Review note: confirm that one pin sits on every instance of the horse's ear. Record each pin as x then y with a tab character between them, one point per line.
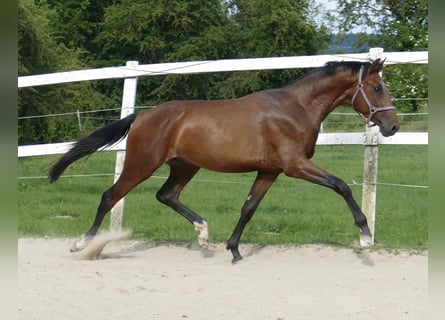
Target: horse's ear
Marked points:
376	66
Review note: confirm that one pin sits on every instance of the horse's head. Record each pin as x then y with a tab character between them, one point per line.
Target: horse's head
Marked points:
371	99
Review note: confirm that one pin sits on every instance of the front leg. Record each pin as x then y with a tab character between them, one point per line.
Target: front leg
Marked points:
308	171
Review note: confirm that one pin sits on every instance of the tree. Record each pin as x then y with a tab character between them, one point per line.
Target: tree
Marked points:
396	26
39	52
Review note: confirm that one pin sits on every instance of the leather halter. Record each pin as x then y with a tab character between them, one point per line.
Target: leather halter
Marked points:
372	109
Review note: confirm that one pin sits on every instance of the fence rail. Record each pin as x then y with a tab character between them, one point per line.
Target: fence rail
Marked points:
132	70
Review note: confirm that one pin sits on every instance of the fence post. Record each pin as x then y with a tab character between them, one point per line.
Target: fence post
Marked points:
369	191
128	107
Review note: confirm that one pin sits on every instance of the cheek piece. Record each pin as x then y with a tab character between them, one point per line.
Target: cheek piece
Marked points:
372	109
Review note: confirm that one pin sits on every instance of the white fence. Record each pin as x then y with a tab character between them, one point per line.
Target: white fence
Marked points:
132	70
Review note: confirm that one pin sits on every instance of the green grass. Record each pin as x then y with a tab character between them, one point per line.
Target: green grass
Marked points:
293	211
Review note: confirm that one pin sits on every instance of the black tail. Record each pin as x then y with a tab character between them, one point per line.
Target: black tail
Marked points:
106	136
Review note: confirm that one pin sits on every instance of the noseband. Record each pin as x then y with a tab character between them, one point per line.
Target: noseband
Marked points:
372	109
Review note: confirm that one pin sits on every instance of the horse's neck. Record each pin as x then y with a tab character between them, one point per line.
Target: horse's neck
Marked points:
322	94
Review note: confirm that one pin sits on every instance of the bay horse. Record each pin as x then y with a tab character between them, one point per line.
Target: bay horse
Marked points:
271	132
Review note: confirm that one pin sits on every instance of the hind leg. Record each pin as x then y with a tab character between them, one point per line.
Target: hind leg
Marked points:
181	173
132	174
261	185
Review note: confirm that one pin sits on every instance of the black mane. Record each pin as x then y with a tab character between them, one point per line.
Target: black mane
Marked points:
331	67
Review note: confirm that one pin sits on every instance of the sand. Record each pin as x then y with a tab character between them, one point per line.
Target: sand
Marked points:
145	280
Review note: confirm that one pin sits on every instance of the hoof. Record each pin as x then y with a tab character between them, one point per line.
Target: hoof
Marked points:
365	240
80	244
236	255
203	233
237	259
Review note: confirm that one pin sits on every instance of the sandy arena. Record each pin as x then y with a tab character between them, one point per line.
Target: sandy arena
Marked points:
143	280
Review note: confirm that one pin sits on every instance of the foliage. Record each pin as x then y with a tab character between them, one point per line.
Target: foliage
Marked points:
40	52
395	26
56	35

┄┄┄┄┄┄

## Task item
Could you copy the lines above exactly and skip the images?

## Reply
Review note: confirm that one pin sits on every instance of the horse's ear. Record each pin as x then y with a tab character between them, one point per line.
Target: horse's ear
Marked points:
376	66
Review note: confirm that one pin sits on every instance of the horse's head. Record each pin as x then y with a tab character between them, one point per line.
Target: horse's head
Marked points:
371	99
Review note: confirm that one pin sits on every instance of the front leg. Record each pin as x then y with a tab character between them, one point per line.
Target: front leg
Marked points:
308	171
Review note: confirm that one pin sits on every instance of the tree. Record each pin as x then y with a tab character between them, one point per line.
Target: tree
Marked points:
396	26
39	52
Review note: confirm that one pin sits on every instance of the leather halter. Record each pin as x then y with a tab character between them, one point per line.
Target: leather halter
Marked points:
372	109
Review note: confirm that one pin sits on every instance of the fence rail. Record each pin as x then y with a tab character between them, one point per line.
Target: fence rail
Marked points:
132	70
Review note: confirm that one pin sits on every instance of the fence post. Record each pin as x then y with a tab character between them, one point per line.
Target: fence post
Marked points:
369	191
128	107
Review note: confirm that one pin sits on every instance of the cheek piece. Record each pin as x then y with a tab character between them, one point per line.
Target: cheek piece
Marked points:
372	109
Review note: confirm that one pin sits on every instance of the white fence. Record each pin as x then y with a tab character between them, one point per line.
Target: white fence
Marked points:
132	70
Review note: confirm that one pin sits on every instance of the green grass. Record each pin as x then y with a tab character between them, one point per line.
Target: green grass
Marked points:
293	211
Review note: confirm that one pin sits on every instance of the black tail. Record each pin as x then y with a tab character between them, one point per line.
Target: black tail
Marked points:
106	136
Review note: confirm that one pin sits on every instance of the noseband. Record each pin as x then y with a tab character between them, one point per line.
Target: noseband
Marked points:
372	109
Review note: confirm that one pin sits on every instance of the horse's neck. Record each pin as x then y with a tab character between them, one point per line.
Target: horse's neck
Marked points:
322	94
Review note: confirm that one pin sits on every instance of the bay horse. Record each pin as x then y with a tab character between them, one point per line.
Target: bay horse
Marked points:
271	132
Review note: confirm that one pin sits on every instance of the hind leg. Record each pin as x then y with a tab character between them, one point per line.
Target: hind leg
Marked points:
181	173
132	174
261	185
Review note: confirm that one pin sits on every instance of the black mane. Record each pin as x then y with a tab character between them, one point per line.
Target: black mane
Marked points:
331	67
Review note: confirm that one pin sits on every instance of the sand. Record each pin as x then y with a tab character between them, one point per line.
Target: sand
Marked points:
145	280
Review note: confirm that one pin sits on every instance of the hoof. Record each pin as x then y with a tab character between them, one point per line.
Target: hoof
Marked points:
365	240
80	244
236	255
203	233
237	259
Review note: confirm that one pin sits on every instance of the sandy arena. Record each pin as x then y with a tab character between them, one point per line.
Target: sandy arena
Marked points:
143	280
Review note: confirm that one pin sits on every instance of the foliage. Record each pin as x then y with a tab character between them, one point per line.
Target: foliage
Marked points:
40	52
395	26
56	35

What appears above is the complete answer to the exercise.